#### PROBLEM SET:
(1) Copy out the stretch of the article on the Sarawak polls from "Chong Chieng Jen, 45, DAP's" through "cancer in 2014.".
(2) In the article on the Sarawak polls, who led DAP in the state before Chong Chieng Jen?
(3) Write the next part of the article on the Sarawak polls, picking up after its final sentence.

[SOURCE TEXT]

S'WAK POLLS As the rain drizzled, a scrim of cigarette smoke hung in the air before drifting away beyond the rafters.

With a few dozen hours left to polling, the final push of a frenzied campaign is not the best of moments for an opposition leader to attempt to quit smoking.

Chong Chieng Jen, 45, DAP's state chief, has been wanting to drop the habit for the past decade.

After winning the sole opposition parliamentary seat in 2004, Chong's workload has been significantly increased after taking over state party leadership when his predecessor, Wong Ho Leng, passed away from cancer in 2014.

By then, DAP has become the dominant opposition component, having added to its roster of leaders an additional 11 state assemblypersons and four parliamentarians.

Party workers spoke of Chong's (photo) embarrassment at smoking publicly, but such niceties have long since been swept aside, along with properly brushed hair, crisp ironed shirts and palms that do not glisten with the sweat of a hundred people.

Meals are no longer taken at regular intervals, and are wolfed down by both party volunteers and the candidates they support.

Despite the volunteers' haphazard appearance, the party's campaign appeared to be held together well enough, considering it was carried out without the backing of government machinery, such as the state's information department, and with nominal party support from peninsular Malaysia and Sabah.

"We are using technology to make up for any shortcomings. Pictures, video, text messages, anything that can help us. We have no choice because everyone is gunning for us," said Phoong Jin Zhe, a volunteer from Sabah.

[/SOURCE TEXT]
[MATERIAL SUPPLIED]

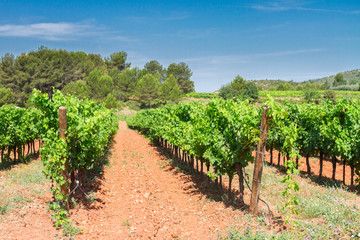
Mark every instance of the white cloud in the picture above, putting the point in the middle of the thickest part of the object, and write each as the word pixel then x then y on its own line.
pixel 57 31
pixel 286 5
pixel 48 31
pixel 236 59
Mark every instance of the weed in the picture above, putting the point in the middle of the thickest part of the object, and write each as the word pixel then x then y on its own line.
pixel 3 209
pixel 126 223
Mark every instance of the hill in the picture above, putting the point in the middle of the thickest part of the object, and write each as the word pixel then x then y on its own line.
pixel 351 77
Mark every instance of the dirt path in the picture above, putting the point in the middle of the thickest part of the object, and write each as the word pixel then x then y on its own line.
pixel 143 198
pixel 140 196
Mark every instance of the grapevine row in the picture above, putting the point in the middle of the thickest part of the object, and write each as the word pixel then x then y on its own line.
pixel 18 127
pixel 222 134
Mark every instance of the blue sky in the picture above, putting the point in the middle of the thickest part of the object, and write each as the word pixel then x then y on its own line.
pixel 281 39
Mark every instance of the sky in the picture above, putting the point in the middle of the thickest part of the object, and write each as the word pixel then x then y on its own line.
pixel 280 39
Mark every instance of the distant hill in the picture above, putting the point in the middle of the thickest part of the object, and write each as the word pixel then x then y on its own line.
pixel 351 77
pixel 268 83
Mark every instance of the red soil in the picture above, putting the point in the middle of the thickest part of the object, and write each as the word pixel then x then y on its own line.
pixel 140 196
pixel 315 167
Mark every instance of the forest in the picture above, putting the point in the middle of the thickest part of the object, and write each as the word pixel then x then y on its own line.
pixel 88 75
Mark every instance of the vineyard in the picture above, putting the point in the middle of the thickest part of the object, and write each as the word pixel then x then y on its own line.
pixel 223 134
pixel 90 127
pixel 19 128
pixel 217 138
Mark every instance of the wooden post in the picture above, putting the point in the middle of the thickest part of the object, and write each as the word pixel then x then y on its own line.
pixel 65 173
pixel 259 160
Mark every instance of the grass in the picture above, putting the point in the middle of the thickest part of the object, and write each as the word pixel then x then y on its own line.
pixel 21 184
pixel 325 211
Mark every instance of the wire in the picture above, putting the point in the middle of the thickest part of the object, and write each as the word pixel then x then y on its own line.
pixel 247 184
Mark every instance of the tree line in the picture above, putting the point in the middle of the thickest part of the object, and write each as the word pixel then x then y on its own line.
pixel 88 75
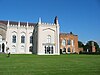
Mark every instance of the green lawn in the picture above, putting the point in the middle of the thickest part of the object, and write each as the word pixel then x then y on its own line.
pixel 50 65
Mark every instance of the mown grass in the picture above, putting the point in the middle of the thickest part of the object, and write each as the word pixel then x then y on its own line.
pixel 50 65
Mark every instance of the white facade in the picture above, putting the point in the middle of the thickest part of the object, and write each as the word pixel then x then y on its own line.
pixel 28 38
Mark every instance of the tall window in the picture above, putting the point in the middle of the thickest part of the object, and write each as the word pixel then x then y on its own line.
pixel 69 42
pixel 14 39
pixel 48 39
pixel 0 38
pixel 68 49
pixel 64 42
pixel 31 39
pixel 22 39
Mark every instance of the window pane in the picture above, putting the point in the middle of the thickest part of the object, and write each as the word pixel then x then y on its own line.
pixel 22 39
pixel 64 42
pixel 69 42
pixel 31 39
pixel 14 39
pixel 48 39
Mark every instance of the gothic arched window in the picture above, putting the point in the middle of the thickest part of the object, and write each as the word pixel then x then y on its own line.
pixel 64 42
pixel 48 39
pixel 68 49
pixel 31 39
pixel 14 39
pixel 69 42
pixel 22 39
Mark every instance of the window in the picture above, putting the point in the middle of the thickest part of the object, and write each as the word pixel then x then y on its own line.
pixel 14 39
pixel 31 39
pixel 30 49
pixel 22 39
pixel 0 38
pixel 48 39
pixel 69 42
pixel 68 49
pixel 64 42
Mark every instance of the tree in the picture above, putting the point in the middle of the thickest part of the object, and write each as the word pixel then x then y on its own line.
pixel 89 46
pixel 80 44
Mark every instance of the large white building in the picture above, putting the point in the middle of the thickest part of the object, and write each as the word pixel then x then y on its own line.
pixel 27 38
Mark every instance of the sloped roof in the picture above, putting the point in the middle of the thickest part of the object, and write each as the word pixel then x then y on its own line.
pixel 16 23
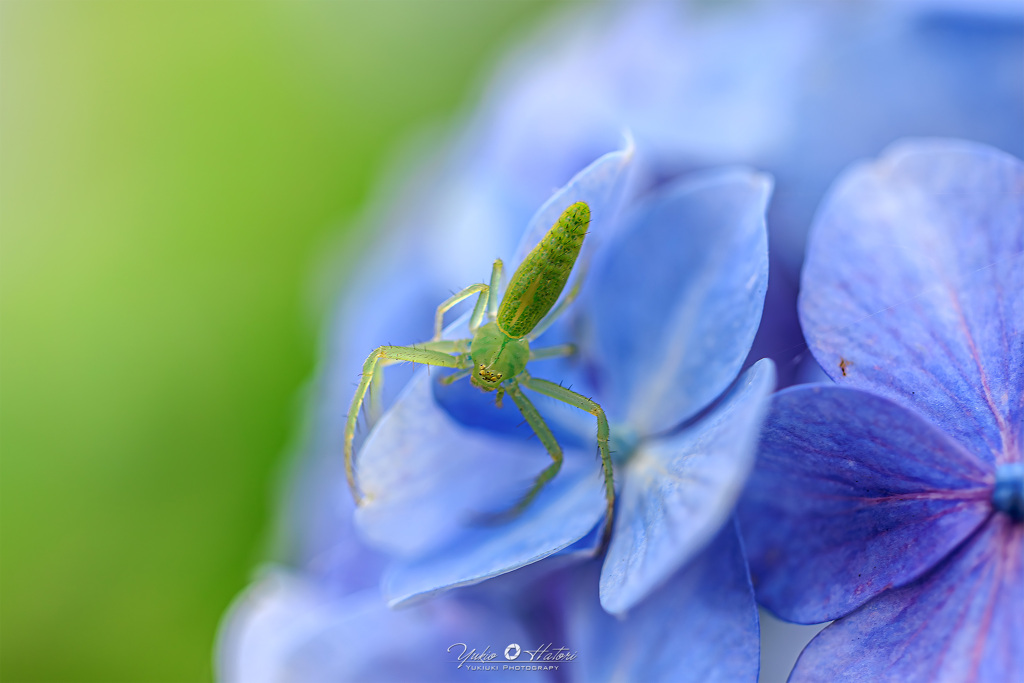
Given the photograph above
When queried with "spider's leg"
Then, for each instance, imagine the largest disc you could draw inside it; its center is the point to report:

[/MATERIAL SUPPLIED]

#### ANSWERS BELOW:
(1)
Chong Chieng Jen, 45, DAP's state chief, has been wanting to drop the habit for the past decade.

After winning the sole opposition parliamentary seat in 2004, Chong's workload has been significantly increased after taking over state party leadership when his predecessor, Wong Ho Leng, passed away from cancer in 2014.

(2) Wong Ho Leng

(3)
Phoong, who is the party's Sabah publicity secretary, updates a party website and several Facebook pages, while other volunteers handle live streaming, Twitter uploads and the updating of Whatsapp groups.

The number of volunteers whittles down slowly as polling day approaches as non-Sarawakians, such as Phoong are made to leave by the state's immigration authorities.

"It's arbitrary. As long as you are not part of a tour group, they'll restrict your stay," said Phoong (photo), who leaves today.

Media representatives are able to move freely within DAP's headquarters in Kuching. All media groups are added into the party's main Whatsapp group, regardless of which organisation they represented.

After candidates conclude their morning walkabouts, press conferences are held daily, and more importantly, predictably, at 2.30pm, so as to not clash with its coalition partner PKR, which holds its press conference in late mornings.

Scoldings are performed via phone to candidates who do not make it from Kuching's outer rim to the afternoon press conferences, which are streamed live.

DAP candidates are then expected to voice their opinions rather than to read out statements. There are no meals or bottled water provided by DAP for media representatives.

Most DAP ceramah streamed live

At nights, most DAP ceramah are streamed live, and sometimes see more viewers online than at the venue itself.

Aside from a communication gap regarding the whereabouts of Penang Chief Minister Lim Guan Eng early this week, party workers kept at Whatsapp, avoiding the less convenient e-mail, or the completely impractical fax.

PKR, unlike DAP, faces the tremendous disadvantage of having most of its candidates campaigning in far-flung rural seats.

With state PKR leader Baru Bian (photo) campaigning in Ba'Kelalan, a relatively isolated rural area in northern Sarawak, local and peninsular volunteers are made to hold the fort in Kuching.

Denied easy access to a centralised urban locale where its candidates may gain publicity, PKR has lamented, rightly so, that media coverage of its campaign has been wanting.

But whatever distresses members of its sister coalition party may feel, they are hardly mentioned at DAP headquarters. By late afternoon, volunteers and candidates are usually seen resting by the adjacent coffeeshop before returning home for a shower and a meal.

The candidates then focus on an entirely different skill set: Public speaking.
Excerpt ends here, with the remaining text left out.